Como se tornar um geek no mundo dos vinhos
ou
como estudar melhor e mais efetivamente em formações, certificaçoes e até por conta própria
Olá, pessoal! O texto deste mês está um pouco diferente. Já começa com um descarado clickbait no título. Mas o subtítulo abre o jogo.
A educação sempre foi parte intrínseca da minha vida, uma herança dos meus pais, ambos professores. Acredito em aprendizagem contínua. E tem jeito melhor de aprender do que ensinando? Pensando nisso, comecei a dar aulas sobre vinho “oficialmente”, pois me certifiquei como educador do programa Maestro da Vinitaly International Academy.
Concomitantemente, comecei a dar mentoria para candidatos que reprovaram na certificação WSET Nível 3. (Se você estiver nesse perrengue e precisar de ajuda me procure!). E foi a mentoria que me fez pensar sobre esse tema. Preparar-se para provas do mundo do vinho (como da ABS ou WSET) pode ser bastante intrincado, principalmente devido à ampla gama de informações necessárias para ser aprovado.
Tenho notado que muitos candidatos estão com dificuldades neste percurso. O WSET Níveis 3 e 4 tem um índice de reprovação que não é desprezível. Será que são as escolas que têm um problema no ensino (algo em que pessoalmente não acredito), ou é tudo uma questão de linguagem, estilo e abordagem distintas das que estamos habituados?

→ **Dados extraídos**
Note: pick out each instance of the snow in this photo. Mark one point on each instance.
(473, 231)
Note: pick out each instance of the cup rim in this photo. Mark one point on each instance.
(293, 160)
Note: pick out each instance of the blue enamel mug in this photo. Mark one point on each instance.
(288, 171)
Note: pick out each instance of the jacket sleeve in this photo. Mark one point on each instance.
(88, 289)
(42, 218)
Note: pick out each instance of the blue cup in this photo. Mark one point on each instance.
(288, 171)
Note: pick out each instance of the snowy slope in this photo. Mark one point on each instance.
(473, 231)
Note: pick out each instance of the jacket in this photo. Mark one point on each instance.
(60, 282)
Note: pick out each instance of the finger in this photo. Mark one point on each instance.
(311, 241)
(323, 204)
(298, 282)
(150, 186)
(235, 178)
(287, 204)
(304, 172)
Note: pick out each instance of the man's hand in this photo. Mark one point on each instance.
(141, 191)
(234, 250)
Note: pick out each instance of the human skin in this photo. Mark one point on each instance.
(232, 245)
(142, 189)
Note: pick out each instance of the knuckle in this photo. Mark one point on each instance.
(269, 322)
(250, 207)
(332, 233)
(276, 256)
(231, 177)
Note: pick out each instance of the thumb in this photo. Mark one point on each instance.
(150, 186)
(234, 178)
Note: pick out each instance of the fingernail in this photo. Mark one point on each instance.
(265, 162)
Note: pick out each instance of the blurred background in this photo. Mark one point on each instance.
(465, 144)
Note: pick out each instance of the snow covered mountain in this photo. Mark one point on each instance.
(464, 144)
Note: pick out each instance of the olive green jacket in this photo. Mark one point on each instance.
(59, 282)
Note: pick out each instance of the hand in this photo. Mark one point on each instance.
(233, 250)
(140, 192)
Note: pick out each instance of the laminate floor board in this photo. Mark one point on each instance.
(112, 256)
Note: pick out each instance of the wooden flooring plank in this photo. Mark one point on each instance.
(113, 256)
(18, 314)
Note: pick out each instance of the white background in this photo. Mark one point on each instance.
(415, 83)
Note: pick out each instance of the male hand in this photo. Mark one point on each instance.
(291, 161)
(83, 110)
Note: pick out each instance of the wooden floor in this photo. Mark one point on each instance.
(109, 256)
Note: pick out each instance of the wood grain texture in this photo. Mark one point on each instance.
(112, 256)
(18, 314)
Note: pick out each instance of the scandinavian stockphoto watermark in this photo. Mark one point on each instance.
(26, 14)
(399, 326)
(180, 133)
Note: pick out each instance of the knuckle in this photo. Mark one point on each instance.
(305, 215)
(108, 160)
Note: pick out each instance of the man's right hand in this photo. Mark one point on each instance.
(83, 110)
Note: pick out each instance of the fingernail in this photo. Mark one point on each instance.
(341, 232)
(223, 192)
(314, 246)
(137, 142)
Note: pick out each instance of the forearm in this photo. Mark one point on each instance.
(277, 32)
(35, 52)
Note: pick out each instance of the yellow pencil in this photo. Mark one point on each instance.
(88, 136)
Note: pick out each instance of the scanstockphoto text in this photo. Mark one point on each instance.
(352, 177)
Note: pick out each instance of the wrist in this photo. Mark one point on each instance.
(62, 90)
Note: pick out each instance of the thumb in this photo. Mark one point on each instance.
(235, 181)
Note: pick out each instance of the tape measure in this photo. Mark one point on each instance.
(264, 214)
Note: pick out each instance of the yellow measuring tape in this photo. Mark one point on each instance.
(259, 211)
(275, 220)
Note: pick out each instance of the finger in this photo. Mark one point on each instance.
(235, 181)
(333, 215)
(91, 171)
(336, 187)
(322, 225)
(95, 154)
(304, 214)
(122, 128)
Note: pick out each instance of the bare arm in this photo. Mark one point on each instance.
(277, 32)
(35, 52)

* * *

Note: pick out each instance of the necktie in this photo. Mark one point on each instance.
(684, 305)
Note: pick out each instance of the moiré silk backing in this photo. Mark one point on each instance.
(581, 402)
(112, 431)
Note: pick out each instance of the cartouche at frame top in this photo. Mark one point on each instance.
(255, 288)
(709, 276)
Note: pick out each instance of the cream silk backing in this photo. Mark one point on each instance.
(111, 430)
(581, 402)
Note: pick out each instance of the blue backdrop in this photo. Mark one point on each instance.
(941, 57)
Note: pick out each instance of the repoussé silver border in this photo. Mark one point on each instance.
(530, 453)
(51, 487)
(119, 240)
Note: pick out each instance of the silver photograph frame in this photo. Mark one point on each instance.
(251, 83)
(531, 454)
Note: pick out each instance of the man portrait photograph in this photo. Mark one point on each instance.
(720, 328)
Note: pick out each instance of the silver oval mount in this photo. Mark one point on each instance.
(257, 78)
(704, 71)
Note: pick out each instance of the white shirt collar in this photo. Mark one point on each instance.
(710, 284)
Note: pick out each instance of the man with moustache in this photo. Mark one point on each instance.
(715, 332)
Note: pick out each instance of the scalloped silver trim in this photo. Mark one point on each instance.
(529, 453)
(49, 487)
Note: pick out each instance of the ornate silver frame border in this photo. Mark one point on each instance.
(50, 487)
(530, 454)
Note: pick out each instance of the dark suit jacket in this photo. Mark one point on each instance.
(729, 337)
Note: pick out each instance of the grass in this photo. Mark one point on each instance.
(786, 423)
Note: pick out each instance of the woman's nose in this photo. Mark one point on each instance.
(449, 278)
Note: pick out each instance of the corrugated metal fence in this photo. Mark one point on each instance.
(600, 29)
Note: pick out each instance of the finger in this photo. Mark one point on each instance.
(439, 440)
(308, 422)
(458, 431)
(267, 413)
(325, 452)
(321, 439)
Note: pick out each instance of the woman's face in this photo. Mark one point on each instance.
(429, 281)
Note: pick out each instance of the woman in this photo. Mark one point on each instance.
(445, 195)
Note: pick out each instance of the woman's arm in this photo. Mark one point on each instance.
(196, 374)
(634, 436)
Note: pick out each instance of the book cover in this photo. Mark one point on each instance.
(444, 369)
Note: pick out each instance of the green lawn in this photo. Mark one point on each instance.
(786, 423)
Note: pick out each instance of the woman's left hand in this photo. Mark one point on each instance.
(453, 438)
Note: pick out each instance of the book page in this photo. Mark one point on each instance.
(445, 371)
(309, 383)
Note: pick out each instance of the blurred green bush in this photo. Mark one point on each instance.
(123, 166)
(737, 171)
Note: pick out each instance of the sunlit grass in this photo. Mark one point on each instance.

→ **Tarefas**
**1.** No texto sobre como estudar vinhos, de qual programa quem escreve se certificou como educador?
**2.** Continue o texto sobre como estudar vinhos a partir do ponto em que ele termina.
As entradas não têm nenhum papel nisto.

→ **Respostas por tarefa**
**1.** Do programa Maestro da Vinitaly International Academy.

**2.**
Pergunto ainda: Como é que a gente aprende? É só técnica de estudo? Ou cada um tem um jeito diferente de absorver as coisas? E qual seria a forma mais eficaz? Por que uns aprendem mais facilmente e outros nem tanto? Por que alguém vira Master of Wine enquanto outros sofrem para passar na prova do WSET 3? É a tal teoria das 10.000 horas? Com isso em vista, iniciei uma pesquisa para auxiliar melhor meus alunos. Tá, confesso, também foi pra melhorar meu processo com o Diploma WSET, que não estava NADA bom. E para emoção do meu amigo Tom do Vinho Justo, a pesquisa começou com um meme do vinho, mais especificamente sobre a jornada WSET.
O Efeito Dunning-Kruger, metacognição e a síndrome do impostor
O Efeito Dunning-Kruger é um viés onde as pessoas superestimam suas habilidades ou conhecimentos em uma área específica. Isso ocorre porque a maioria das pessoas é pouco hábil em analisar sua própria performance. O resultado é uma “maldição dupla”: as pessoas não só têm desempenho ruim, como também não têm autopercepção suficiente para se avaliarem de uma maneira precisa.
Mas acredite, há como driblar essa armadilha. A palavra-chave aqui é autorreflexão e questionamento. Tá achando que sabe tudo? Dê dois passos pra trás e desconfie um pouco do você acha que está sabendo. E busque a opinião de quem realmente entende do assunto.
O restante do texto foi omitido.